**REQUIREMENT:**
Go line by line through the entries below and copy those containing the string "brown".

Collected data
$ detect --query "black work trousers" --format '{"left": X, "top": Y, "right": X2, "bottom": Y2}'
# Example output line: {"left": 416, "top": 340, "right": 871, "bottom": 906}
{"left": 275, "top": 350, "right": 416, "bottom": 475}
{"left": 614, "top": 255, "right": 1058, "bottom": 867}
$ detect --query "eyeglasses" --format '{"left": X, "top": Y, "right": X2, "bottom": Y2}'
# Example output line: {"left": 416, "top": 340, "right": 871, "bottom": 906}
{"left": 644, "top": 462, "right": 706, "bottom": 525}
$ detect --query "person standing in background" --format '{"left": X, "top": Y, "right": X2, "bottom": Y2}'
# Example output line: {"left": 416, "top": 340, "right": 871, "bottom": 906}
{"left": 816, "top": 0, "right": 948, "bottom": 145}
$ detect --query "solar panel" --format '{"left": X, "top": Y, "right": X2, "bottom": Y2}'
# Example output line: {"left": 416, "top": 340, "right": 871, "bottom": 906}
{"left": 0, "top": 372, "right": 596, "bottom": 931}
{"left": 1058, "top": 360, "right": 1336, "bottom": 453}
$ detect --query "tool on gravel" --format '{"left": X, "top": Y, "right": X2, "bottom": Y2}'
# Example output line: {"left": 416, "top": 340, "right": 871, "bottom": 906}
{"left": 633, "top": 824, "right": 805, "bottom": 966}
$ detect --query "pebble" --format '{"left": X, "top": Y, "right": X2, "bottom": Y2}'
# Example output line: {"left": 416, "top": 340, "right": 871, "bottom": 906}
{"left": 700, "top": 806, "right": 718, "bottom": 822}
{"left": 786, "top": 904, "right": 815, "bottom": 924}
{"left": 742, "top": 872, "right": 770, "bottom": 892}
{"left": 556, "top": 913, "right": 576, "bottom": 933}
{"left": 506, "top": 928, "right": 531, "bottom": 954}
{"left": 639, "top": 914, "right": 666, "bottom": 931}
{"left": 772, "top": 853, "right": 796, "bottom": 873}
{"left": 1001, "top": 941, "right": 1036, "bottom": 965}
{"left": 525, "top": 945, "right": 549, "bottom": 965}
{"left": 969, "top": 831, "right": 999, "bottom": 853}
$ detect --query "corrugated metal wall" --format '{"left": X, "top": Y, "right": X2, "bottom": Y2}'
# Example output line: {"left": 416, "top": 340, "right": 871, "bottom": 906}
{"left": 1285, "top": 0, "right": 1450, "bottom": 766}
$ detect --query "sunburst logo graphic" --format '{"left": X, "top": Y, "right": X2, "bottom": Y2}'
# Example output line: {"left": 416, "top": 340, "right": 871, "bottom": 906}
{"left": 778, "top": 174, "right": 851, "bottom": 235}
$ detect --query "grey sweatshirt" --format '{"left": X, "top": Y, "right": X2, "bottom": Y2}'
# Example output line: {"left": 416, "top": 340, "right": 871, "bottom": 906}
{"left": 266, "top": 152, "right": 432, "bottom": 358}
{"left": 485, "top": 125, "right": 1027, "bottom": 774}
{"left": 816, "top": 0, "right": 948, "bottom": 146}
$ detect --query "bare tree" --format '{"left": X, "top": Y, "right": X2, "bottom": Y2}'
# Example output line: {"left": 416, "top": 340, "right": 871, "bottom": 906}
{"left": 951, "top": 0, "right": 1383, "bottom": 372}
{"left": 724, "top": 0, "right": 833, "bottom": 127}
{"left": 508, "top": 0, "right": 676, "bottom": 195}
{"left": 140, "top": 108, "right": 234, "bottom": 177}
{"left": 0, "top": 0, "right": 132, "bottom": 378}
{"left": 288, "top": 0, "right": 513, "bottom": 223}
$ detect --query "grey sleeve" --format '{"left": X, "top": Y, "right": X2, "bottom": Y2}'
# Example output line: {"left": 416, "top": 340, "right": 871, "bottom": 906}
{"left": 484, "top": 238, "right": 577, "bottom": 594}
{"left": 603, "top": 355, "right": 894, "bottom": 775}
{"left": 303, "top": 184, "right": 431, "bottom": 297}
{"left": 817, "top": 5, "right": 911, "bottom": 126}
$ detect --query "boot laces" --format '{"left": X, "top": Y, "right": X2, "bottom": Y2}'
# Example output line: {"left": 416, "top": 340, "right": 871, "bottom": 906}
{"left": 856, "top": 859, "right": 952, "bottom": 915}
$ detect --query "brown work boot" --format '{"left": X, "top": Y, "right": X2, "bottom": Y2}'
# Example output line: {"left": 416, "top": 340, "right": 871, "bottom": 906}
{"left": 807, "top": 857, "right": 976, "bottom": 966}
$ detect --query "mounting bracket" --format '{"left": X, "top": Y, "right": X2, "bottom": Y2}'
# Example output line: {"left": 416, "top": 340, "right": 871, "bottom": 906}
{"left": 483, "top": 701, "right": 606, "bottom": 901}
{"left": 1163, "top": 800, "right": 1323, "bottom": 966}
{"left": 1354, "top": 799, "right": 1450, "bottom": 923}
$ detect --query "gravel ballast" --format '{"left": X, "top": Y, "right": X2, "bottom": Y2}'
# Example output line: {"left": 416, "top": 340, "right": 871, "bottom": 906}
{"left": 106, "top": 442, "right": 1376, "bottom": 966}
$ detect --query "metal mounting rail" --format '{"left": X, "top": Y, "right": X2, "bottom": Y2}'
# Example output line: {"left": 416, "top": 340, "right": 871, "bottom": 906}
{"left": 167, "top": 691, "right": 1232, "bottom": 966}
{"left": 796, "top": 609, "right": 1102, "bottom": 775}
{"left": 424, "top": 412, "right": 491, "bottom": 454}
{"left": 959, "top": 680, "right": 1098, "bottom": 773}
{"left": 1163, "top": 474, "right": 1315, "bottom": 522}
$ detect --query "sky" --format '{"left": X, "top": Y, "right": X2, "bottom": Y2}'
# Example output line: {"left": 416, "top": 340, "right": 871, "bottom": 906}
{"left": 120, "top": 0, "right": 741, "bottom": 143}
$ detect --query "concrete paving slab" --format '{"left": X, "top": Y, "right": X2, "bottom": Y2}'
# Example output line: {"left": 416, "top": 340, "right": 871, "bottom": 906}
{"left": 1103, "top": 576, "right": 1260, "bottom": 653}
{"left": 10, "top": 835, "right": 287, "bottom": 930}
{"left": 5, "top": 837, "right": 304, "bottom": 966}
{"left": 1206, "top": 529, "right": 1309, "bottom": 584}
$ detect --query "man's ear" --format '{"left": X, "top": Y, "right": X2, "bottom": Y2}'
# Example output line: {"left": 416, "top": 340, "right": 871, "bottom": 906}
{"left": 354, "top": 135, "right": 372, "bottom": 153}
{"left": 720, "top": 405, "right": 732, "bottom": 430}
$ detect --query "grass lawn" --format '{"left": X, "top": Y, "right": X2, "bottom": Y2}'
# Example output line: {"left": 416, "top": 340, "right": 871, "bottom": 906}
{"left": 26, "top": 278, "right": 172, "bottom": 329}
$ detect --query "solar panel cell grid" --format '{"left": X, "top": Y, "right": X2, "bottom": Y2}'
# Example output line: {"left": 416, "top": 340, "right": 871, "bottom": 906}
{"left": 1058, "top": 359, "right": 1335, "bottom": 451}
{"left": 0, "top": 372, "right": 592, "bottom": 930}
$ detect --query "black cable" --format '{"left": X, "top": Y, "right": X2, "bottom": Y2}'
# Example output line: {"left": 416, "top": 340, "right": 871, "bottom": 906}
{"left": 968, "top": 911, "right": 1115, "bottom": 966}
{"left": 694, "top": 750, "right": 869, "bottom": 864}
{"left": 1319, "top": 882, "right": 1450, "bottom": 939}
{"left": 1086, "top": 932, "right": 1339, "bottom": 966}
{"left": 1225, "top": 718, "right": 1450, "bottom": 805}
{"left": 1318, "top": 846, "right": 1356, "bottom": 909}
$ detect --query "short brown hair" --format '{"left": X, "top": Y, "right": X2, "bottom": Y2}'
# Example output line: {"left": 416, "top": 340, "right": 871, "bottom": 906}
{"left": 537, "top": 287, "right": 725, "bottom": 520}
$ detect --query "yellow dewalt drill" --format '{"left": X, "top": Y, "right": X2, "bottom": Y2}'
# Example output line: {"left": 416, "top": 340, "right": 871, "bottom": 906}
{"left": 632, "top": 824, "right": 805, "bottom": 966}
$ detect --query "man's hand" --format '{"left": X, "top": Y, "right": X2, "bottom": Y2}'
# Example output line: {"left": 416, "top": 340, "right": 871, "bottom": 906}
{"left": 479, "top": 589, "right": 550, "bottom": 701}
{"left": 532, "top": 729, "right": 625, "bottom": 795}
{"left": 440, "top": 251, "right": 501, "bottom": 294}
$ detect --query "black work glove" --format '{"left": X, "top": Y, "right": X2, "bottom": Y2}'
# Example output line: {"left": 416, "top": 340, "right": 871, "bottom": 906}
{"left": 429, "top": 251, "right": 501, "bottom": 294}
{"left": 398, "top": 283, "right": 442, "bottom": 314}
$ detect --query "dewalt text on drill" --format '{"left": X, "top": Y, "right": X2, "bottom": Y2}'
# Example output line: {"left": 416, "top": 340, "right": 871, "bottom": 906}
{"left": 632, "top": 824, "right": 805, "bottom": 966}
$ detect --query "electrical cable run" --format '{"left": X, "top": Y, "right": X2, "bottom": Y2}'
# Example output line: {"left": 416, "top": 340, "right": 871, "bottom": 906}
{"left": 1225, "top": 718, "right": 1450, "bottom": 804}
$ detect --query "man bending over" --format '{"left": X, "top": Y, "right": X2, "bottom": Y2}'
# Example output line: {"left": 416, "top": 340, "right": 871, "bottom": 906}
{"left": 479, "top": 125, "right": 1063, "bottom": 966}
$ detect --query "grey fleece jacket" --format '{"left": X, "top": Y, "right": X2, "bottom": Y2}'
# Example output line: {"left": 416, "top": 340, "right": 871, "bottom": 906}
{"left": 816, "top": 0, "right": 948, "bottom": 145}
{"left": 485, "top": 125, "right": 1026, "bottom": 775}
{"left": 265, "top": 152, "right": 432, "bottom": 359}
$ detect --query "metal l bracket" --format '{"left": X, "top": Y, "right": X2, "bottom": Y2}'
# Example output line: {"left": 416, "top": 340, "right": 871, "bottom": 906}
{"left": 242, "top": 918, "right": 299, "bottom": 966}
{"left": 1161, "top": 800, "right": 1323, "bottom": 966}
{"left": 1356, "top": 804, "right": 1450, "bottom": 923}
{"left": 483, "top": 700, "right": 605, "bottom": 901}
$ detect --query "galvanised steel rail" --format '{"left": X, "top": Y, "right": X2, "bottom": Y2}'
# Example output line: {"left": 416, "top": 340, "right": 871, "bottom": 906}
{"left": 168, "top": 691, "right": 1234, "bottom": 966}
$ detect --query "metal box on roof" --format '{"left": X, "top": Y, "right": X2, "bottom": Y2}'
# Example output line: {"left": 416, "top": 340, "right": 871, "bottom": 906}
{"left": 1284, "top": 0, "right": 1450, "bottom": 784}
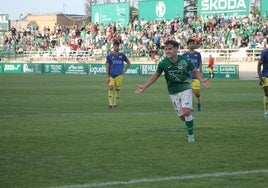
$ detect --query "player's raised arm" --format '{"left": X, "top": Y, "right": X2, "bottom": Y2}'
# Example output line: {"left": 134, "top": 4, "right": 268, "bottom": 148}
{"left": 193, "top": 69, "right": 211, "bottom": 88}
{"left": 134, "top": 72, "right": 160, "bottom": 94}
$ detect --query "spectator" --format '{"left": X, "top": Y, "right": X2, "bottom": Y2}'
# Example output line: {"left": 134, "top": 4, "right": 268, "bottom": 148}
{"left": 4, "top": 14, "right": 268, "bottom": 58}
{"left": 208, "top": 54, "right": 215, "bottom": 78}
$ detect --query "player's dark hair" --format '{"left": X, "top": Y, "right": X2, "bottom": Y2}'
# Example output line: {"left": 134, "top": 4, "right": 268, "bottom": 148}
{"left": 187, "top": 39, "right": 195, "bottom": 45}
{"left": 164, "top": 40, "right": 179, "bottom": 48}
{"left": 113, "top": 40, "right": 120, "bottom": 46}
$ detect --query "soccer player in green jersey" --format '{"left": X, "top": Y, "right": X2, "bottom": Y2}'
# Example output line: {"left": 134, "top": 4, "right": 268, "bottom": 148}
{"left": 135, "top": 40, "right": 211, "bottom": 142}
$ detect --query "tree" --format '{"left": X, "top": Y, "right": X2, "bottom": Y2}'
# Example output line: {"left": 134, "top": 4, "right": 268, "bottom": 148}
{"left": 84, "top": 0, "right": 94, "bottom": 16}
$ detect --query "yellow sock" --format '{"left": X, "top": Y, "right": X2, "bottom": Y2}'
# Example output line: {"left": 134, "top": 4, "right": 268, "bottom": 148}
{"left": 264, "top": 96, "right": 268, "bottom": 112}
{"left": 108, "top": 89, "right": 114, "bottom": 105}
{"left": 114, "top": 90, "right": 120, "bottom": 105}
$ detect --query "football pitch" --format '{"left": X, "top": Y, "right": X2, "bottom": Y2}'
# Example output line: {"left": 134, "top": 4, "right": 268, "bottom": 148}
{"left": 0, "top": 74, "right": 268, "bottom": 188}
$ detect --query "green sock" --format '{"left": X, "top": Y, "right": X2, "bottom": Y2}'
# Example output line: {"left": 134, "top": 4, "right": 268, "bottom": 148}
{"left": 185, "top": 119, "right": 194, "bottom": 135}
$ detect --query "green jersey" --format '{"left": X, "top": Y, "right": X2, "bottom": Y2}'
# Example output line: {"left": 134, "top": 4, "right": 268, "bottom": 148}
{"left": 157, "top": 55, "right": 195, "bottom": 95}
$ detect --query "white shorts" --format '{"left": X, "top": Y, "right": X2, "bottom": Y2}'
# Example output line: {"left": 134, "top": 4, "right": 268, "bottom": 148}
{"left": 169, "top": 89, "right": 193, "bottom": 116}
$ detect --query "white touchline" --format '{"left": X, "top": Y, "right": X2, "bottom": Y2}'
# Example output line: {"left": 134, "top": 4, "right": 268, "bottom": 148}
{"left": 0, "top": 109, "right": 262, "bottom": 118}
{"left": 0, "top": 111, "right": 173, "bottom": 118}
{"left": 48, "top": 169, "right": 268, "bottom": 188}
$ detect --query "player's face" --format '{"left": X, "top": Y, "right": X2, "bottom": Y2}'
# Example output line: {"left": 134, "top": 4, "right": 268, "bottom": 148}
{"left": 164, "top": 44, "right": 178, "bottom": 59}
{"left": 113, "top": 44, "right": 119, "bottom": 52}
{"left": 188, "top": 42, "right": 195, "bottom": 50}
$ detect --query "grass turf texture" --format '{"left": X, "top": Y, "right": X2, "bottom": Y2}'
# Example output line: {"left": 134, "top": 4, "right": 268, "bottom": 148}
{"left": 0, "top": 74, "right": 267, "bottom": 188}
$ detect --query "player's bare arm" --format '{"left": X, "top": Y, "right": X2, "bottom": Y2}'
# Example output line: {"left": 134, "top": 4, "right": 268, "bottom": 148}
{"left": 257, "top": 60, "right": 264, "bottom": 86}
{"left": 193, "top": 69, "right": 211, "bottom": 88}
{"left": 105, "top": 62, "right": 110, "bottom": 84}
{"left": 198, "top": 62, "right": 202, "bottom": 72}
{"left": 135, "top": 72, "right": 160, "bottom": 94}
{"left": 123, "top": 60, "right": 131, "bottom": 74}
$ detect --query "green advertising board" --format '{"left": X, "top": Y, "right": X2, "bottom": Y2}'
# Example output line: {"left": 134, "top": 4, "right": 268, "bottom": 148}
{"left": 260, "top": 0, "right": 268, "bottom": 17}
{"left": 88, "top": 64, "right": 106, "bottom": 75}
{"left": 91, "top": 3, "right": 130, "bottom": 28}
{"left": 198, "top": 0, "right": 250, "bottom": 18}
{"left": 22, "top": 63, "right": 42, "bottom": 74}
{"left": 42, "top": 64, "right": 64, "bottom": 74}
{"left": 202, "top": 64, "right": 239, "bottom": 79}
{"left": 88, "top": 64, "right": 139, "bottom": 75}
{"left": 65, "top": 64, "right": 88, "bottom": 74}
{"left": 125, "top": 64, "right": 140, "bottom": 75}
{"left": 0, "top": 14, "right": 9, "bottom": 31}
{"left": 139, "top": 0, "right": 184, "bottom": 21}
{"left": 3, "top": 63, "right": 22, "bottom": 73}
{"left": 140, "top": 64, "right": 158, "bottom": 75}
{"left": 0, "top": 63, "right": 239, "bottom": 79}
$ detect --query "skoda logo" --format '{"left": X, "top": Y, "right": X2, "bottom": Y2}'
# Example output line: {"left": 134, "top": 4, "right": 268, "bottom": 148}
{"left": 94, "top": 13, "right": 100, "bottom": 23}
{"left": 155, "top": 1, "right": 166, "bottom": 18}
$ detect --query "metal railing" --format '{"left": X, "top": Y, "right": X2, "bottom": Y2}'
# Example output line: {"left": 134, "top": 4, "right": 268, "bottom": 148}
{"left": 0, "top": 48, "right": 262, "bottom": 63}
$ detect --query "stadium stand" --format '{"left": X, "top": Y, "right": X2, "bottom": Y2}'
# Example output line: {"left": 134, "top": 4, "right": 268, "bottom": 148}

**OUTPUT BELOW:**
$ detect --query "brown work boot" --format '{"left": X, "top": Y, "right": X2, "bottom": Y2}'
$ detect --query "short brown hair" --format '{"left": X, "top": Y, "right": X2, "bottom": Y2}'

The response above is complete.